#### [Task prompt]
Return the records that follow, matching each one exactly.

+--

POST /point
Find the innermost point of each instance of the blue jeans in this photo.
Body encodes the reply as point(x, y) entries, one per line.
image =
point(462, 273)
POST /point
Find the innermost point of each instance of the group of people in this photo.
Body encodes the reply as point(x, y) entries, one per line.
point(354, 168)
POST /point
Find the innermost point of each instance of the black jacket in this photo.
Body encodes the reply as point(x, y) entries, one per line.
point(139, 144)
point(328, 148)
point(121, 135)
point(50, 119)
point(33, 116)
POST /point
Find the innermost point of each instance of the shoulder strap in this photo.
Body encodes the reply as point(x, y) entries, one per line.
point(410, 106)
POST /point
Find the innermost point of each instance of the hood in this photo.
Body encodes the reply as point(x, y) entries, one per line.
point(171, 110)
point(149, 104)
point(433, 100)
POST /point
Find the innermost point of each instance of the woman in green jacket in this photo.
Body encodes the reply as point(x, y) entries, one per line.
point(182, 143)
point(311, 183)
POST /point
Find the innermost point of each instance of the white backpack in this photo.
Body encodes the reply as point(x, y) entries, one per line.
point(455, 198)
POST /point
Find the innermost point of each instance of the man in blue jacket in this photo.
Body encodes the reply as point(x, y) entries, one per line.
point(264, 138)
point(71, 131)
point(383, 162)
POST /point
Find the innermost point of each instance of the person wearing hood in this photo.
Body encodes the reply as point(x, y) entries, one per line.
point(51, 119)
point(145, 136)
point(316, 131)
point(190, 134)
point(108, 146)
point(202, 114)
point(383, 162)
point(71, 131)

+--

#### [Response to the exercise]
POST /point
Find the innermost point of each instance of the blue jeans in this photo.
Body encodes the reply as point(x, y) entries, one per line.
image =
point(462, 273)
POST /point
Find the innermost point of each instance of the group of people in this photo.
Body encodes the reply as point(x, y) entries, one per line.
point(354, 168)
POST /point
Find the innermost point of each instance of the black jacket in this photo.
Body encodes the reply as point(x, y) entries, one per line.
point(139, 144)
point(328, 148)
point(121, 135)
point(50, 119)
point(33, 116)
POST /point
Find the innermost point of each instance of the shoulder strap in this photo.
Body encodes the reply as point(x, y) entries, one per line.
point(410, 106)
POST /point
Find the innermost point of each instance of the hood in this photo.
Body encodes the reply as point(x, y) entries, one per line.
point(171, 110)
point(149, 104)
point(433, 100)
POST /point
Find the innermost point of each instance of the woman in green jacket in this photo.
Body encodes the reply as point(x, y) entries, one per line.
point(182, 143)
point(311, 183)
POST /point
Find the innermost point of each instance of the white backpack in this photo.
Body encodes the reply as point(x, y) entries, one per line.
point(455, 198)
POST /point
Find the innermost point of each instance of the man in blue jacket in this photo.
Body encodes the reply as point(x, y) entries, one per line.
point(264, 138)
point(71, 131)
point(383, 162)
POST /point
Find the innermost point of each instance of the person wearing hood in this photo.
Body encodes the reply as point(x, y) entries, one per line.
point(51, 119)
point(145, 136)
point(316, 131)
point(190, 134)
point(108, 146)
point(202, 114)
point(383, 162)
point(71, 131)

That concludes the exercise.